→ **PROBLEM TO SOLVE**
Show every line of the material below that contains the word "skin", copying each line unchanged.

→ **SUPPLIED RECORDS**
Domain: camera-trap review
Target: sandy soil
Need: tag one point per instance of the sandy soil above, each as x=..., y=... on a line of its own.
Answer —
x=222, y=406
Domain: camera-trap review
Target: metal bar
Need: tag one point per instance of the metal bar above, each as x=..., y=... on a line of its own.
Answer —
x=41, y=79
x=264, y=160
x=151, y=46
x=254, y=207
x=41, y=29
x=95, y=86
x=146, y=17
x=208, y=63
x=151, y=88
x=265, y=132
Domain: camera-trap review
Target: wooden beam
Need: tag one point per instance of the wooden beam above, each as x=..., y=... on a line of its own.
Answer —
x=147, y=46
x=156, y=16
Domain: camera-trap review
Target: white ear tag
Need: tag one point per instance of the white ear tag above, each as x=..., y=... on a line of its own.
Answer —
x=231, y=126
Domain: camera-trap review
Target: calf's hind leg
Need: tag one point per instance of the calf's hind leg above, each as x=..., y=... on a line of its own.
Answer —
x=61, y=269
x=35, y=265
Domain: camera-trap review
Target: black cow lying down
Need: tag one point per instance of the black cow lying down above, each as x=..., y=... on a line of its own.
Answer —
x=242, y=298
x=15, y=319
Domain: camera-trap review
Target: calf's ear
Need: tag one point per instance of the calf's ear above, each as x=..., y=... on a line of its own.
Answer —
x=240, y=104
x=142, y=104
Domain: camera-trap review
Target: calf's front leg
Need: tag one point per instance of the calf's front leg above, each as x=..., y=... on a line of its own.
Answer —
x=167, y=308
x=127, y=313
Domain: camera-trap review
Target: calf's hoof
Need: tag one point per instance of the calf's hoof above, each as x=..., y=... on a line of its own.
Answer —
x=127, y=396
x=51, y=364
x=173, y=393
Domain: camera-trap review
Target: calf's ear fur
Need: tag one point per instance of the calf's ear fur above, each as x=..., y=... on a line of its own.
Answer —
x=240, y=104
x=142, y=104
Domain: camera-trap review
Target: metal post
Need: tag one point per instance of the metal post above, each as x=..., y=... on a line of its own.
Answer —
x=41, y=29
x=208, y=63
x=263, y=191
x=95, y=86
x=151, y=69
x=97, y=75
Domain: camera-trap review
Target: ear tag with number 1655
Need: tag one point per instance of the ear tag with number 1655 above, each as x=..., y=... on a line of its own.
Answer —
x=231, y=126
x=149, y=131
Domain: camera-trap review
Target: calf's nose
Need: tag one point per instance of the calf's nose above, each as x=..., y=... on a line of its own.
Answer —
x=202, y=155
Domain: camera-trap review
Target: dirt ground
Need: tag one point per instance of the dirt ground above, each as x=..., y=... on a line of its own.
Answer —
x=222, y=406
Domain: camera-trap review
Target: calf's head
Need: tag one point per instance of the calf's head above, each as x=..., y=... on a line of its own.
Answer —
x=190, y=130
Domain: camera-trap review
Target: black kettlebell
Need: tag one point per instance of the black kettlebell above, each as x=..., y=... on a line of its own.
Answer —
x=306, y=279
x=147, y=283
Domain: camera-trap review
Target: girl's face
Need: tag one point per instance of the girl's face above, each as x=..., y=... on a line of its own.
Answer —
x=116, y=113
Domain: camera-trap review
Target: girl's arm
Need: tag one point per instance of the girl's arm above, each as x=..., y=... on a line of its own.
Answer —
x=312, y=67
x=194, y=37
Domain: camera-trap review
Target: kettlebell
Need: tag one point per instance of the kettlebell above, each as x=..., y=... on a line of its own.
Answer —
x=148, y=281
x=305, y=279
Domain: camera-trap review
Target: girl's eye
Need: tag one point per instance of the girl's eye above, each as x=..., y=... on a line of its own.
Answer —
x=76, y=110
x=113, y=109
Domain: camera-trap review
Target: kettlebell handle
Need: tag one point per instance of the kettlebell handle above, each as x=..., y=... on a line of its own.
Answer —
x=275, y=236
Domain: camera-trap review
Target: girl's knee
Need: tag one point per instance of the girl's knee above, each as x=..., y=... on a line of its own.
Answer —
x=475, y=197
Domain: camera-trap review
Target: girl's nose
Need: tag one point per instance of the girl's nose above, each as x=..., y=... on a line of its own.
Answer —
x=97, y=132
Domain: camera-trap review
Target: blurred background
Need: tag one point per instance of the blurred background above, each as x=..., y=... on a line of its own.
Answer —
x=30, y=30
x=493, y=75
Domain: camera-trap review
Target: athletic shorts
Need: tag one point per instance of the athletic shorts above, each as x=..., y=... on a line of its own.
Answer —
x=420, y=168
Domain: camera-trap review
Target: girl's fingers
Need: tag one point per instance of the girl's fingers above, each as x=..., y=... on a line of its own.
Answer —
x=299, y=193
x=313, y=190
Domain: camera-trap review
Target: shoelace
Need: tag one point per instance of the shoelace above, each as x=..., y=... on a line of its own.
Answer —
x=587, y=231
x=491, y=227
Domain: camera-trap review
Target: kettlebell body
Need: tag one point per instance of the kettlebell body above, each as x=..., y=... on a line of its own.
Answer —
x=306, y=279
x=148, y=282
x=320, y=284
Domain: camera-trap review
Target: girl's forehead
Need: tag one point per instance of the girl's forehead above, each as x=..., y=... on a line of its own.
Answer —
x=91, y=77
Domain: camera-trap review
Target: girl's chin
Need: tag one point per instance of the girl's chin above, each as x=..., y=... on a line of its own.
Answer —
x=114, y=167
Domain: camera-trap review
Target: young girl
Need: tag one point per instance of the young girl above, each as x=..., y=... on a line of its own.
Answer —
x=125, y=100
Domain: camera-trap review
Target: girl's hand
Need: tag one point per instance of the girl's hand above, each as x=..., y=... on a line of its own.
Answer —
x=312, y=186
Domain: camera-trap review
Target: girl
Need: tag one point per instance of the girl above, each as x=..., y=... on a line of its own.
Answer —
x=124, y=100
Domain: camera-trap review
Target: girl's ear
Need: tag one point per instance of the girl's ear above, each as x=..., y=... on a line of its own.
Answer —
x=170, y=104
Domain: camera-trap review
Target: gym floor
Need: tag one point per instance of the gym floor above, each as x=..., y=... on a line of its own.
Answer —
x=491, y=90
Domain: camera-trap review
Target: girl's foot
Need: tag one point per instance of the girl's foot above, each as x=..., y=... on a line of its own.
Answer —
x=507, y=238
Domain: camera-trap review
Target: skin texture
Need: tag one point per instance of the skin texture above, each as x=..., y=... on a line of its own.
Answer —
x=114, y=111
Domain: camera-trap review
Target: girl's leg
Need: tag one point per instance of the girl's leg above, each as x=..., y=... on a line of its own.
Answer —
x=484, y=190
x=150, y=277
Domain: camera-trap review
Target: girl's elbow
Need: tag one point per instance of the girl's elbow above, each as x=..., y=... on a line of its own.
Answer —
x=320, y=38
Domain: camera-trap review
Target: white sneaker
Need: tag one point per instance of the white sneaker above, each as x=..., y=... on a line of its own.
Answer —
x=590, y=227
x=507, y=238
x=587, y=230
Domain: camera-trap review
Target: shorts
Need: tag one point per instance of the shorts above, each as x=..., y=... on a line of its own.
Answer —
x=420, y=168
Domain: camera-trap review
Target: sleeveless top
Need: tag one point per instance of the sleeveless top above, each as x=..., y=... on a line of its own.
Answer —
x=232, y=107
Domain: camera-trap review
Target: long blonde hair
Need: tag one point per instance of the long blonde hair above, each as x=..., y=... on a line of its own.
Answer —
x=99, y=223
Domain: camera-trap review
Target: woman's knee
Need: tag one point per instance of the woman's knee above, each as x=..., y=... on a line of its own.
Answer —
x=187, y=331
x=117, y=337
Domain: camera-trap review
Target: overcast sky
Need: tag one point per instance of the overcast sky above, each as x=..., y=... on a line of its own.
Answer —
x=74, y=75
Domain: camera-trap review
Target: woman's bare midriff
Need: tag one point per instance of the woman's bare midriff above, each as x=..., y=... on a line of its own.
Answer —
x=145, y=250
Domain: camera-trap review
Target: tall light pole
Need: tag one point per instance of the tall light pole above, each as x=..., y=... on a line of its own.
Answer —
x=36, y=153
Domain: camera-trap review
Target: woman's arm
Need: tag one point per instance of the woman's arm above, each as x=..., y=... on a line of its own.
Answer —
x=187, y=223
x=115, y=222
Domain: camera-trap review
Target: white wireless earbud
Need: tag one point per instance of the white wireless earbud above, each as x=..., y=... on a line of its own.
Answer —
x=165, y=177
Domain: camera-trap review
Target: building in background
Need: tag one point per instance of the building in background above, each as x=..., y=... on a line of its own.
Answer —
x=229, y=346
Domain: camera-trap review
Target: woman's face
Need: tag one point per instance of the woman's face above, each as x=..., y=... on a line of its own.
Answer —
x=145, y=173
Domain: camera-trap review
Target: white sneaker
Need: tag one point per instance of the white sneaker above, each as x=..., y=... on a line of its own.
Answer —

→ **EXERCISE ANSWER**
Target: skin texture
Need: tag one point per instance of the skin texture above, each as x=..., y=... on a line of its own.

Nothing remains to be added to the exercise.